→ EXERCISE PROMPT: Go through the listing beneath this task and return every line that carries the string "finial".

※ ※ ※

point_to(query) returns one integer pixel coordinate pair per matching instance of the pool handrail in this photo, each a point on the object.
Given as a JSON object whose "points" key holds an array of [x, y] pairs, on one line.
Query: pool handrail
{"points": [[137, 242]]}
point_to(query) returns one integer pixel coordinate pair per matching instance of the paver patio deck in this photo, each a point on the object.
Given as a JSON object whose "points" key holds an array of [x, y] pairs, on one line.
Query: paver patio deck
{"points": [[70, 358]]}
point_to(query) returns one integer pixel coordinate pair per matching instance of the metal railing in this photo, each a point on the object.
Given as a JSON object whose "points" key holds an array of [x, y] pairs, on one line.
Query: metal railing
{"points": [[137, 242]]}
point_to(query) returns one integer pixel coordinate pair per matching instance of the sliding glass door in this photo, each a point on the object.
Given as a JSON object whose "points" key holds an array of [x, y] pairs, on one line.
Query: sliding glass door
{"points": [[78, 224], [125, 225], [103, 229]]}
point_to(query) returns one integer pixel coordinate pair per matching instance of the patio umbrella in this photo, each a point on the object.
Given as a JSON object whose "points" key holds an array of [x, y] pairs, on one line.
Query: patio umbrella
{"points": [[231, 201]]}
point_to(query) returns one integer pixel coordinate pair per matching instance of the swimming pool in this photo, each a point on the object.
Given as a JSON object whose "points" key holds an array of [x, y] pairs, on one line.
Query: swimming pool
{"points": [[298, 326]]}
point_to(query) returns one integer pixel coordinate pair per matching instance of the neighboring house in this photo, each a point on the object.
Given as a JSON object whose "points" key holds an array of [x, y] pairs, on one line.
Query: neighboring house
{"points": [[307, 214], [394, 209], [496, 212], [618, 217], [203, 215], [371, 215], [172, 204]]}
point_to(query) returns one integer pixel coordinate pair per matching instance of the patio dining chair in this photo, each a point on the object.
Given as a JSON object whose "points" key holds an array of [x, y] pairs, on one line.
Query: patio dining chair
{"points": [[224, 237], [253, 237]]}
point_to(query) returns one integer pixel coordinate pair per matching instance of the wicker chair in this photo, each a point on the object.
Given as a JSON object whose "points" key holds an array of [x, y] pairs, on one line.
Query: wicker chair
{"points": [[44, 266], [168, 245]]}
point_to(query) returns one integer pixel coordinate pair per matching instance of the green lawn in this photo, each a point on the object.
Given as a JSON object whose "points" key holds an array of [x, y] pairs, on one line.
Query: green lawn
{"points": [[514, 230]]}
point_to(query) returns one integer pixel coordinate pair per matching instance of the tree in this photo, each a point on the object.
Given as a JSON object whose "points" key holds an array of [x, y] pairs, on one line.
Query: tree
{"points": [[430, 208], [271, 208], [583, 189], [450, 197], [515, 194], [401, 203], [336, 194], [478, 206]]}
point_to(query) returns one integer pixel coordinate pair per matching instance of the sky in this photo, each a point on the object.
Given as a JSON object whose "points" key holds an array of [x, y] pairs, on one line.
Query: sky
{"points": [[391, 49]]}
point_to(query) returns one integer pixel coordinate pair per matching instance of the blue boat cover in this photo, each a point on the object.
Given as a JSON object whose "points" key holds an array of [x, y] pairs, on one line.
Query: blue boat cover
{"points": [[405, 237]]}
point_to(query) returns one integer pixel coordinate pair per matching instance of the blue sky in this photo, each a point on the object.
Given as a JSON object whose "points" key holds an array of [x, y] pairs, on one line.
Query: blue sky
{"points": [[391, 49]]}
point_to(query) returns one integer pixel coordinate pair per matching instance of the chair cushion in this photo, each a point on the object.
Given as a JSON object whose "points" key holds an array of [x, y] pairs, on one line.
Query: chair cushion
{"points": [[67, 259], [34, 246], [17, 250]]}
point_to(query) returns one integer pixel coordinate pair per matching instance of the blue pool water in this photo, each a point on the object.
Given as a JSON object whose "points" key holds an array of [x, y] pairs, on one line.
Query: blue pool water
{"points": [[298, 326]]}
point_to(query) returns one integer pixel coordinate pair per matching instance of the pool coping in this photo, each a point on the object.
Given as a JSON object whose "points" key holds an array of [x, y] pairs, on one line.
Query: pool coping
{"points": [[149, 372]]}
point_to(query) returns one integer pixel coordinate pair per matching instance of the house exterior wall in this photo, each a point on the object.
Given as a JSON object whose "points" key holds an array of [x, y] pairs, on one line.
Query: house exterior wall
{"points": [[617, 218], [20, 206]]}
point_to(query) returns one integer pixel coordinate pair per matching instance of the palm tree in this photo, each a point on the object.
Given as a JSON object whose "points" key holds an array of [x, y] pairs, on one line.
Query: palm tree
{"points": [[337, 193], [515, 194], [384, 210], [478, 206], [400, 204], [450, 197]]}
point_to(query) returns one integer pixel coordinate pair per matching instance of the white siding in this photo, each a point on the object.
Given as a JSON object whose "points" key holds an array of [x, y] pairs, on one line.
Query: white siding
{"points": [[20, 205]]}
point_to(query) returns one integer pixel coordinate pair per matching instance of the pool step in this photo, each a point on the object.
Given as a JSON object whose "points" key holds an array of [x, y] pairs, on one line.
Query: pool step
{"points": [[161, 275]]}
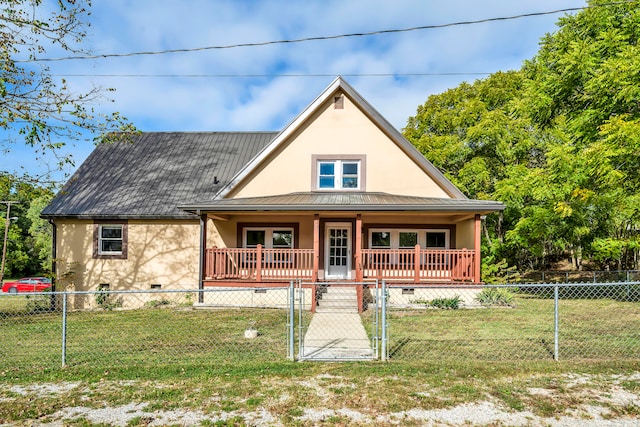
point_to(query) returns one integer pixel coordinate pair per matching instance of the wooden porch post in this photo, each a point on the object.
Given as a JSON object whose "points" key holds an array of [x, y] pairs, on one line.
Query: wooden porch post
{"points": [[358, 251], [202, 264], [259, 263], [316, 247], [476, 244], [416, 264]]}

※ ※ ※

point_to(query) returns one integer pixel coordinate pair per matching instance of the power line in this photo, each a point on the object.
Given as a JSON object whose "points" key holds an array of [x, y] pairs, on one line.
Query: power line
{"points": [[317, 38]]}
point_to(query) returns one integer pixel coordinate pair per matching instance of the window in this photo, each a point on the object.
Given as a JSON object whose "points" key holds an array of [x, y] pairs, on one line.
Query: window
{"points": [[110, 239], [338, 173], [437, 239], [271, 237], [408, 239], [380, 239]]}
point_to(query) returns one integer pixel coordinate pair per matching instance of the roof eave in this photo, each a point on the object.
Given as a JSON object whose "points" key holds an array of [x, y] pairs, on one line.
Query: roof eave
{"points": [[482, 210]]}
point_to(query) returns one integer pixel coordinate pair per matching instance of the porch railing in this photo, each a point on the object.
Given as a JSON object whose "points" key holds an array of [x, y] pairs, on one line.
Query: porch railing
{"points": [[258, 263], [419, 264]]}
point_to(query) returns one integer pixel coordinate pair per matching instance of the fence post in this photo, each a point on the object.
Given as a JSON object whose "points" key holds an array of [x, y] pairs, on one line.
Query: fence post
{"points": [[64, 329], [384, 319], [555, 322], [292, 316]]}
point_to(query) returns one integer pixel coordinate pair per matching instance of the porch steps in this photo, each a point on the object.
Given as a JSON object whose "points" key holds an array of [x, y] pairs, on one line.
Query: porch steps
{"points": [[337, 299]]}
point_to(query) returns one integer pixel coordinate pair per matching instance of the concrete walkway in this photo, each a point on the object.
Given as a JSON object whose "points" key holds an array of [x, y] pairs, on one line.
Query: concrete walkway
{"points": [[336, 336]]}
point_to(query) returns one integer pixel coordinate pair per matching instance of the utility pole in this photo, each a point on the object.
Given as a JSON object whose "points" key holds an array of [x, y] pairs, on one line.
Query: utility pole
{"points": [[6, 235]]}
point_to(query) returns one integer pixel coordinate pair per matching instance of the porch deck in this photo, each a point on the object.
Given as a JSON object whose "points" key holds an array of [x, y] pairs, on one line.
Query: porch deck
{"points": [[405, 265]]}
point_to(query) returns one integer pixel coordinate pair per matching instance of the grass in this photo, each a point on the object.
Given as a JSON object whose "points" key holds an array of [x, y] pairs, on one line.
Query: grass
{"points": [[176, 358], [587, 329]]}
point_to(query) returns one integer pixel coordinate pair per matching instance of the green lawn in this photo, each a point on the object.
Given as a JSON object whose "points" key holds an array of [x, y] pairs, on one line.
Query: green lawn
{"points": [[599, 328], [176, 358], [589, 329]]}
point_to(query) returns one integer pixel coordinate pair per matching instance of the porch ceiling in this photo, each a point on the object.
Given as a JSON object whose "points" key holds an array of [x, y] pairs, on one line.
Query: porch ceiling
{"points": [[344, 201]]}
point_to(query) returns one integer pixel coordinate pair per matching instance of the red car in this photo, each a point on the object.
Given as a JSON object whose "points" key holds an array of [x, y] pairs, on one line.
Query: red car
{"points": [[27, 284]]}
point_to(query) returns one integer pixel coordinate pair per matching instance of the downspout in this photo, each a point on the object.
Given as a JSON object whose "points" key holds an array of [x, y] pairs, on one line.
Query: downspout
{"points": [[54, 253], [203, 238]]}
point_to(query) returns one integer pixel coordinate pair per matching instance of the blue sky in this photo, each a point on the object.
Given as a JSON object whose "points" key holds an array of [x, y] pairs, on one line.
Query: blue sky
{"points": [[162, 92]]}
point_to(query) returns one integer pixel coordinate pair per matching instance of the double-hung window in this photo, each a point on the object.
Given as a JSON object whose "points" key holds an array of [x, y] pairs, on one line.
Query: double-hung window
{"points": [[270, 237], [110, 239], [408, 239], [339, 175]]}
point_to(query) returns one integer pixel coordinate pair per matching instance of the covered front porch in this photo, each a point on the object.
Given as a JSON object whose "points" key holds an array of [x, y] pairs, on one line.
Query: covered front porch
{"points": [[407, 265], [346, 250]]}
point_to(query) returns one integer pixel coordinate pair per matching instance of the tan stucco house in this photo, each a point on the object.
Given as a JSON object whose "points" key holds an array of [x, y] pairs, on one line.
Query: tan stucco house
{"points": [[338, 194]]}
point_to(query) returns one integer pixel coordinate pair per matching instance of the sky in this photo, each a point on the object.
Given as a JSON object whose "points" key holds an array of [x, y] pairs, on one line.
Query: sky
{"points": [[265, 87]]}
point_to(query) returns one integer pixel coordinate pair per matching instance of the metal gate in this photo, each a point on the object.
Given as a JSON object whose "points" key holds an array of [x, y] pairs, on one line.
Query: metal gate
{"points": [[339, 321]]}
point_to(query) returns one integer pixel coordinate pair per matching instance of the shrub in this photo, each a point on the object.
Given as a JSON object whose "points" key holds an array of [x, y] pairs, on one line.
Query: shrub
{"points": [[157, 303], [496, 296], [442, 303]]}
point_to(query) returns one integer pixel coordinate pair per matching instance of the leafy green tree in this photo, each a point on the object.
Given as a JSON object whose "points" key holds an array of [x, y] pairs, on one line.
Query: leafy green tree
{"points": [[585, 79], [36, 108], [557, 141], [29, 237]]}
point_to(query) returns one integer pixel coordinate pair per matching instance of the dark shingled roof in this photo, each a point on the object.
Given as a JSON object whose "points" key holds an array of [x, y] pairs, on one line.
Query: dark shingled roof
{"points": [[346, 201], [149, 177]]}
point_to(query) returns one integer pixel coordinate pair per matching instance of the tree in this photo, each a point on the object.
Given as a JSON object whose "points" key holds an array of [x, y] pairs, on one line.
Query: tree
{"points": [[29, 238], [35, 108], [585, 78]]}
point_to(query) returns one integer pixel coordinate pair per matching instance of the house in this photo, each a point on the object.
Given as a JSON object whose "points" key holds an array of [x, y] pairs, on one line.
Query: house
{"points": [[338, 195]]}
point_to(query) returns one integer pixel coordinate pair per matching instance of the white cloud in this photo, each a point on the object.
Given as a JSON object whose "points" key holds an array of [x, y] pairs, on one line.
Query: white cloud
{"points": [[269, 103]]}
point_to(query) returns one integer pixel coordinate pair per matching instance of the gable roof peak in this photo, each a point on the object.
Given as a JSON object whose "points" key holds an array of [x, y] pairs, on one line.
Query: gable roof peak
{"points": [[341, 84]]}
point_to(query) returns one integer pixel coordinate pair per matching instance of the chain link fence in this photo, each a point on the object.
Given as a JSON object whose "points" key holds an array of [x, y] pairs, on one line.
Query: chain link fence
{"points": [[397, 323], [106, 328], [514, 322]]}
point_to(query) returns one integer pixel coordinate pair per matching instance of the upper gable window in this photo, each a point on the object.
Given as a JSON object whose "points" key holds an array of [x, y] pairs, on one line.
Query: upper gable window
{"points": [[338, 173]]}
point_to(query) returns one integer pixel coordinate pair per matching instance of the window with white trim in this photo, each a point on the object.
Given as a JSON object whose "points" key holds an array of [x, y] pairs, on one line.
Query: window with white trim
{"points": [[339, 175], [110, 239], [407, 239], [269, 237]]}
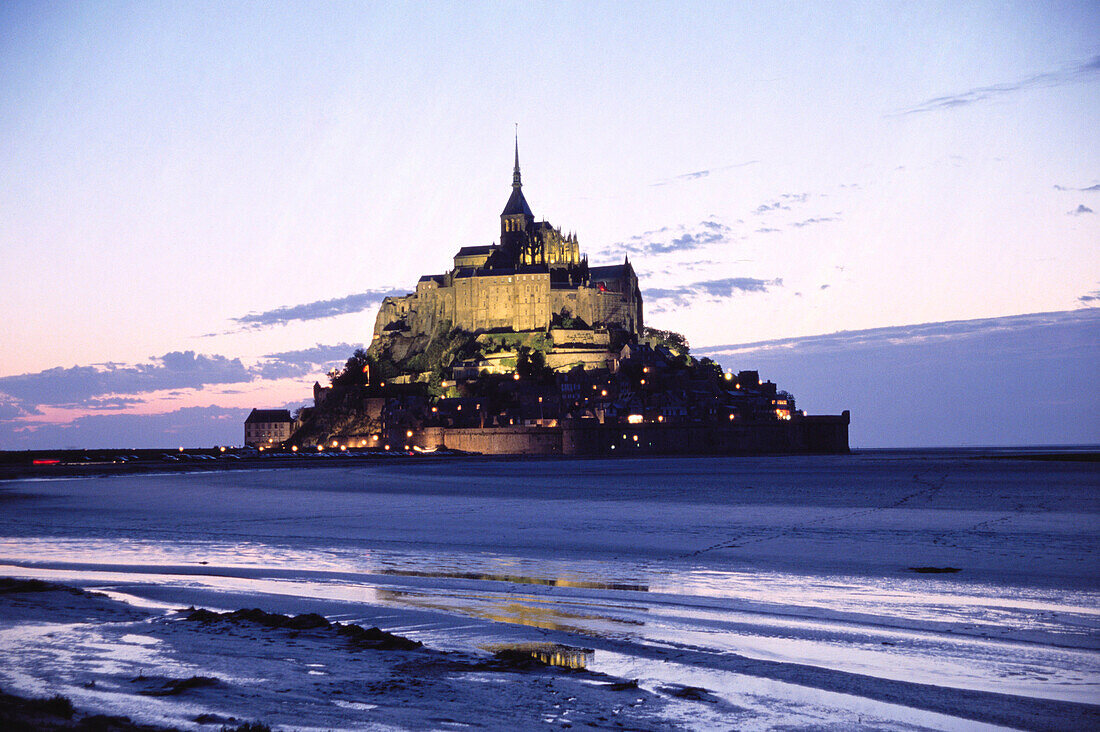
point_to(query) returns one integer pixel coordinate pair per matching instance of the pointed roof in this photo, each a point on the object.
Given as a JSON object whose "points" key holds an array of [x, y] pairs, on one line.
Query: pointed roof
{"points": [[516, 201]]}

※ ※ ※

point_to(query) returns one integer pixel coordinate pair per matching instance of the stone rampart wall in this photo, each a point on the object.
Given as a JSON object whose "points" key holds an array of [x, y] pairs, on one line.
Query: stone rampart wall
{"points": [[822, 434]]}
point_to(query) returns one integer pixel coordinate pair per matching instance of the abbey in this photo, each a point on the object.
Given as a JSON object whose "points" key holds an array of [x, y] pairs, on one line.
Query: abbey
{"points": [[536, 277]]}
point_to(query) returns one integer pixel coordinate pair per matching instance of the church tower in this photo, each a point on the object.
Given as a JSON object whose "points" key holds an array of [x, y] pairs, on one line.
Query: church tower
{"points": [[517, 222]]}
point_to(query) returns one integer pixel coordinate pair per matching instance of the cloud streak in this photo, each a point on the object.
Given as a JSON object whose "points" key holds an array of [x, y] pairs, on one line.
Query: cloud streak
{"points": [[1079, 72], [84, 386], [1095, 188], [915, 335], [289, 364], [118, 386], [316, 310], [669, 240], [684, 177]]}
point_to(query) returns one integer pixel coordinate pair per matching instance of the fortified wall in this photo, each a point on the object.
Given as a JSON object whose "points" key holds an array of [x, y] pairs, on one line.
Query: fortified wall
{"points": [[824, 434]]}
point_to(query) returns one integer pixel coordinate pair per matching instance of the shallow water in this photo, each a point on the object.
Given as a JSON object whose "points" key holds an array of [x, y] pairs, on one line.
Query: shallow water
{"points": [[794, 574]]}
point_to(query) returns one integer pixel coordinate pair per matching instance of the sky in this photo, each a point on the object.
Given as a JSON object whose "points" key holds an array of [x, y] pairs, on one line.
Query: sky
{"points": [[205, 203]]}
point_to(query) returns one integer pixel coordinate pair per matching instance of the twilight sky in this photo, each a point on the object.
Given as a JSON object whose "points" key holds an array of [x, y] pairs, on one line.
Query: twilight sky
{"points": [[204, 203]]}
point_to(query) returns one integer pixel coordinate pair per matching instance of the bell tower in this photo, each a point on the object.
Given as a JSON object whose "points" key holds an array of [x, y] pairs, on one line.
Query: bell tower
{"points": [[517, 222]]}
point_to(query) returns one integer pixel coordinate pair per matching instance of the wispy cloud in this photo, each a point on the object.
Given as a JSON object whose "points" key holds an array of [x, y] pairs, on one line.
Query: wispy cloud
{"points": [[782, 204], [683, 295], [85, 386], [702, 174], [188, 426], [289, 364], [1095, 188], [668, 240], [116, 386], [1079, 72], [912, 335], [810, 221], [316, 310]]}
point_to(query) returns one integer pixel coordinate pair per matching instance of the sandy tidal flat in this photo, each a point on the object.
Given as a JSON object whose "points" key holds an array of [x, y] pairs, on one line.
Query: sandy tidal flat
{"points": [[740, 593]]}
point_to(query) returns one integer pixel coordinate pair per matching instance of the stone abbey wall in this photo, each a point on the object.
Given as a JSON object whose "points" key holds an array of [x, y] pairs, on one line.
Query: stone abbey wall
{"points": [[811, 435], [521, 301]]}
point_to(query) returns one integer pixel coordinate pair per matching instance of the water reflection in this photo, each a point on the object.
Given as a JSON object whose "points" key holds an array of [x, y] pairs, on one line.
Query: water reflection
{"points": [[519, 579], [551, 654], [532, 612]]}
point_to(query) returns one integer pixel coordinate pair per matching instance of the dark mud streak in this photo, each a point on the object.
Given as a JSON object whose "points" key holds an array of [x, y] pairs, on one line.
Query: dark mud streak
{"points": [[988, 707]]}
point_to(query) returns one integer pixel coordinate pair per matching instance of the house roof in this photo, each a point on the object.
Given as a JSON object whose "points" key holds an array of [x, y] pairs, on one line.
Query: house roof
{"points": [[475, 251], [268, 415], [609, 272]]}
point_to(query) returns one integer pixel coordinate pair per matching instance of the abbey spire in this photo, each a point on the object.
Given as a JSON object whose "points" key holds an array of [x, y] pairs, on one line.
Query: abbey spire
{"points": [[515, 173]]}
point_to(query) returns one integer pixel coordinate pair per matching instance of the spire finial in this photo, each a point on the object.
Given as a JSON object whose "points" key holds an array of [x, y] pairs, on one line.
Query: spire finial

※ ※ ※

→ SOLUTION FOR THIS EXERCISE:
point_to(query) returns one integer pixel coordinate pair per matching instance of the spire finial in this photo, each a point on the object.
Query: spire finial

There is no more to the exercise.